Material supplied:
============
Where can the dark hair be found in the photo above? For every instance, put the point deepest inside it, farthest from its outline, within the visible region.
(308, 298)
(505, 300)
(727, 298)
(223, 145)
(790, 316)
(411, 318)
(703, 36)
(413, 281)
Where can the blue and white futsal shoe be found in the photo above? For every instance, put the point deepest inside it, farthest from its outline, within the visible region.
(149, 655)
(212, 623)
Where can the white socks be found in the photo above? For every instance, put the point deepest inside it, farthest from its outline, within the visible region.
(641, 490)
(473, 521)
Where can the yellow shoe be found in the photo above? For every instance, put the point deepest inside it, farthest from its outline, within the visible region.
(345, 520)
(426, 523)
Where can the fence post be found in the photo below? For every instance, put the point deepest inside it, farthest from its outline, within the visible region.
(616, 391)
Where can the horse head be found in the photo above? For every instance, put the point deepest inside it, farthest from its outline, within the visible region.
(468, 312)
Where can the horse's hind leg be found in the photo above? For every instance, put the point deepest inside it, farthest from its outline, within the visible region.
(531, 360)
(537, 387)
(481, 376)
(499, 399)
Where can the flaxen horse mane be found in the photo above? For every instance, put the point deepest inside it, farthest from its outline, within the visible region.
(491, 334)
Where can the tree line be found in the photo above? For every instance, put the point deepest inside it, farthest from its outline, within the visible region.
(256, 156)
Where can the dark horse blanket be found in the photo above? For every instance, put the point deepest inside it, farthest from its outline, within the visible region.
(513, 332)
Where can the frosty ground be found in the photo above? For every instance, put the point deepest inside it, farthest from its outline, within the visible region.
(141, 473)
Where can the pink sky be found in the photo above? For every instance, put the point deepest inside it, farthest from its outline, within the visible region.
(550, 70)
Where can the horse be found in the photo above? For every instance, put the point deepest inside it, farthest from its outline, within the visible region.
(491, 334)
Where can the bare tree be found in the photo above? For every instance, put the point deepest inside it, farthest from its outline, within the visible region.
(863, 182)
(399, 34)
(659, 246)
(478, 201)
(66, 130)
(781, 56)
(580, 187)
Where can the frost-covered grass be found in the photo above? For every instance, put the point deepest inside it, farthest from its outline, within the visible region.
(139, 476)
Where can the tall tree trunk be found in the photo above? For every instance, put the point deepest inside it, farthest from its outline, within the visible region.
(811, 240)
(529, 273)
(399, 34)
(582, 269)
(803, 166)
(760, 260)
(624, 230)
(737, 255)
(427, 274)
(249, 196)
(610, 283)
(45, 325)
============
Problem requirements: Recast the records above as a two-column CSV with the header row record_text,answer. Give one row per record, with its text and its answer each in a single quoted field and line breaks replaced by spaces.

Worked solution:
record_text,answer
"Where can the dark hair be found in the photo above? For every instance, put the point deepest inside it, farthest from its outline, within the visible region.","(308, 298) (505, 300) (727, 298) (223, 145) (790, 316) (411, 318) (703, 36) (413, 281)"
"Where can the blue and white futsal shoe be found in the photo above? For every instance, put the point deepest inside it, farthest from its outline, within the visible region.","(149, 655) (212, 623)"
"Where can the white socks be found in the photo above? For every instance, put the point deepest inside it, farthest from its outline, within the visible region.","(641, 490) (473, 521)"
"Where can the yellow shoe be found in the photo above? For every instance, put the point deepest inside it, farthest from its outline, within the visible region.","(345, 520) (426, 523)"
"Where can the fence post be found in the photo below? For every instance, put the point deepest inside it, farthest from its outline, within the visible region.","(616, 391)"
"Where can the horse head be found in the photo above? For every instance, put the point deepest inside it, farthest from its outline, within the visible region.","(468, 312)"
"Where can the horse's hind leg be found in the photo above? For every instance, put the point deepest inside it, farthest from its outline, within the visible region.","(531, 360) (537, 387) (481, 376) (499, 399)"
"Where can the flaxen horse mane be found in the photo above? For every instance, put the point deepest inside it, farthest from its outline, within the visible region.","(491, 334)"
"Where can the tree line be found in the photo above? For every instance, put the point deepest inside it, farthest from its outline, within the visible region.","(256, 156)"
"Where can the dark horse blanket be found in the photo above? For every instance, put the point deepest inside it, farthest from its outline, within the visible region.","(513, 332)"
"Where can the frosty ground be found in the photo above? For every instance, put the point deepest inside it, farthest from its outline, within the visible region.","(141, 473)"
"Where can the pink sky be found in the photo above? For every instance, put the point deepest inside it, farthest from its outline, within the visible region.","(550, 70)"
"Where can the horse be found in the photo above? For every instance, put the point deepest inside it, farthest from its outline, within the visible region.","(491, 334)"
"Where can the bare tree be found in the photo above? For every instance, put the point deepest inside it, farthest from its outline, within the visible region.","(863, 182) (399, 34) (659, 246) (478, 201) (66, 130) (781, 56) (580, 187)"
"Where can the frost-covered grass be found in the photo above? For every instance, put the point deepest inside it, farthest from its outline, within the visible region.","(139, 476)"
"Where can the tall tree trunk be found in the photo above? For every instance, put the point deepest inside it, farthest from its outline, within the visible region.","(811, 240) (529, 273) (399, 34) (582, 269) (803, 166) (760, 260) (624, 230) (737, 255) (427, 274) (249, 196) (610, 283) (45, 325)"